* [WHAT IS NEEDED]
Starting at the line containing "For the evaluation set, tag each instance of the bird's body" and continuing through the end of the entries below, rewrite every line, requests included, with each coordinate in the answers multiplied by 1.15 and rounded to a whole number, halves going up. Return only that part.
----- DATASET CONTENT
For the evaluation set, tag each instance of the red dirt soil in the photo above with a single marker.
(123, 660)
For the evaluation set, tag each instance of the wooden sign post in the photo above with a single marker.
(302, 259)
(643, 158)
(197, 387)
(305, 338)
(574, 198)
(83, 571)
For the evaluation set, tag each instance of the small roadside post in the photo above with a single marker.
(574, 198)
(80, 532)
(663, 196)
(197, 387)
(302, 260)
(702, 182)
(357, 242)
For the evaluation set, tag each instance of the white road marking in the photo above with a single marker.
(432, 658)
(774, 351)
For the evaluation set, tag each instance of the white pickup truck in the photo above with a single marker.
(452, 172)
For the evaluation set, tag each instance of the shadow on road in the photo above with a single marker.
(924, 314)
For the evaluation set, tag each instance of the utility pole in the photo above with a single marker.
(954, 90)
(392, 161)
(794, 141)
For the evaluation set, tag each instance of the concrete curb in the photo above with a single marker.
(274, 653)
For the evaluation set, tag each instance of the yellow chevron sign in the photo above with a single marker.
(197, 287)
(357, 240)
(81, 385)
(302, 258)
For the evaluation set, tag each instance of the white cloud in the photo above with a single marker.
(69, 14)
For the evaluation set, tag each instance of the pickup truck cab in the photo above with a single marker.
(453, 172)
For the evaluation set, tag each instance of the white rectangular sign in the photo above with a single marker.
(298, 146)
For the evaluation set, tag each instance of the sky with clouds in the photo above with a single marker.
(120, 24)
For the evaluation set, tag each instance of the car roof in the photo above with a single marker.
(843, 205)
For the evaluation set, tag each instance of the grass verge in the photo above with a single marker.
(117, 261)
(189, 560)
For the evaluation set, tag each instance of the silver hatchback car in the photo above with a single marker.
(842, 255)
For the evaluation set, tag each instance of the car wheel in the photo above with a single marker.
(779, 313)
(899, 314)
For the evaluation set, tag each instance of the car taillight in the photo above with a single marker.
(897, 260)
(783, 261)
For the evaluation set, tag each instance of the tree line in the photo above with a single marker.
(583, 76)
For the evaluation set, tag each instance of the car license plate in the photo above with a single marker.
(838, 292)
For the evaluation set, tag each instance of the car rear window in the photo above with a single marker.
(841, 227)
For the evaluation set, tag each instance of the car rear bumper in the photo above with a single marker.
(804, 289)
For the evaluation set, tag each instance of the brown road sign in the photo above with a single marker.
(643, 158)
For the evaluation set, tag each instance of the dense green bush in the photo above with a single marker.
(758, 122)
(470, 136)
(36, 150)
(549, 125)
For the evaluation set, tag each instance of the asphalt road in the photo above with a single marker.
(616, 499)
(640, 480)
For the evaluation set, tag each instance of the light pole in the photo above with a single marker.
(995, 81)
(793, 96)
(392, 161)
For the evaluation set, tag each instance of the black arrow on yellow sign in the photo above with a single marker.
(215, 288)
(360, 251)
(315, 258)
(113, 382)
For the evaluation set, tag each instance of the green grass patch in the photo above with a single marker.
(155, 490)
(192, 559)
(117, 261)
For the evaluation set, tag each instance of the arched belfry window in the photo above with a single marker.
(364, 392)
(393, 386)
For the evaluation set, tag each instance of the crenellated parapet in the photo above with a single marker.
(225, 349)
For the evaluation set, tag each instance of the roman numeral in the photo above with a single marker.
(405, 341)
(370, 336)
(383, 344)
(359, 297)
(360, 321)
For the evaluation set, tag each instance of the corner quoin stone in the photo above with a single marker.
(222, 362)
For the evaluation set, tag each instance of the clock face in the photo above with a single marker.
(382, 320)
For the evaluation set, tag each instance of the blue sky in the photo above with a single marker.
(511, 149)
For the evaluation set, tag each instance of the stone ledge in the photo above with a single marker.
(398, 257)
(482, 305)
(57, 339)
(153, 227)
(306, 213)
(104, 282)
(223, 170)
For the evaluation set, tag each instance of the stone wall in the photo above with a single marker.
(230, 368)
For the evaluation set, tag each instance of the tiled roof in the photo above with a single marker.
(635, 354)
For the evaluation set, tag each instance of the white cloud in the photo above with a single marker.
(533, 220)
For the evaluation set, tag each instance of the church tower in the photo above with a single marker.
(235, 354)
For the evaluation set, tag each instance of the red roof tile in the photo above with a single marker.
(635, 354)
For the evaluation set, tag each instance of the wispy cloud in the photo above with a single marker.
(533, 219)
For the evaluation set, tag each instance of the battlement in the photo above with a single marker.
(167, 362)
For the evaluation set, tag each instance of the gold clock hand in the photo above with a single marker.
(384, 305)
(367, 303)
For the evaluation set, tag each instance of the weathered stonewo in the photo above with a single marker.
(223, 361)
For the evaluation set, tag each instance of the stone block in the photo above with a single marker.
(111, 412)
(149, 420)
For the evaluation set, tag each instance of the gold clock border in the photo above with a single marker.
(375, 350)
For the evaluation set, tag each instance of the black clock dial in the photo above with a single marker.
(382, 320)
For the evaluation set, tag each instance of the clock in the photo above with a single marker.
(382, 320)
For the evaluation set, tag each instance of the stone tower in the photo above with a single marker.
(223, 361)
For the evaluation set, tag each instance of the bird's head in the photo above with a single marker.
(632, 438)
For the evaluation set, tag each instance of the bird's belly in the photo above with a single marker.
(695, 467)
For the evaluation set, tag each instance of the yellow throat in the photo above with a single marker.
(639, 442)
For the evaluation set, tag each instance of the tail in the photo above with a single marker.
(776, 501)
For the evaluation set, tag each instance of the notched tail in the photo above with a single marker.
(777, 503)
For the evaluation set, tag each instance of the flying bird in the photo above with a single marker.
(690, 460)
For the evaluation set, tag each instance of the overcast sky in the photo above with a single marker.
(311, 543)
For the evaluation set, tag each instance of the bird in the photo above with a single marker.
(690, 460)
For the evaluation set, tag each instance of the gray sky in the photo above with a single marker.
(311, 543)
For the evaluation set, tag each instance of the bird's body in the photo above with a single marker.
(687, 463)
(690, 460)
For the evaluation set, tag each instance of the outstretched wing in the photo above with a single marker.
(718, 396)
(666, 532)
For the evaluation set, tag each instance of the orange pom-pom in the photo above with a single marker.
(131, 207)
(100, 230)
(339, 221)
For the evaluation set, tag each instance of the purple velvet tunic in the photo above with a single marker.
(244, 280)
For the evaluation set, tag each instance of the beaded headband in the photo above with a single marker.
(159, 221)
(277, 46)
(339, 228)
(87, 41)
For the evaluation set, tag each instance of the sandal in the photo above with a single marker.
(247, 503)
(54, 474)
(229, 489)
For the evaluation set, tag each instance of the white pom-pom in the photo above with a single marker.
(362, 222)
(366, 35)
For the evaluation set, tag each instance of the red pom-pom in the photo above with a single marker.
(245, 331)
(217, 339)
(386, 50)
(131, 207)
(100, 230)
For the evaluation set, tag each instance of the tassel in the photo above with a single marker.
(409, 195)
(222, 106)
----------
* [EXERCISE RESPONSE]
For the evaluation set, tag each instance of the bird's body in the photo above with a single marker.
(790, 532)
(794, 529)
For the evaluation set, tag each instance of the outstretched wing in the photo above with a single marker.
(826, 455)
(766, 612)
For the evaluation set, tag each instance of the orange pom-pom in the photo above with a single marker.
(151, 238)
(115, 265)
(390, 254)
For the evaluation set, tag each instance of the purple velvet tunic in the photo above with a single marker.
(281, 322)
For the evaluation set, tag each instance of the beaded headband in the photo above with a single marker.
(183, 254)
(319, 53)
(390, 262)
(100, 47)
For the evaluation set, tag each instance of the sandal in the photo above with a single marker.
(284, 578)
(62, 545)
(263, 562)
For the evaluation set, tag each instance of the white pom-pom in the photo above with a single marker.
(416, 255)
(421, 40)
For the evaluation set, tag each instance of the red pom-pom in the photo above with a single marker.
(282, 381)
(250, 390)
(444, 58)
(151, 238)
(115, 265)
For the evaluation set, tag each instance of the tassel in the photo above with a single marker.
(470, 224)
(255, 122)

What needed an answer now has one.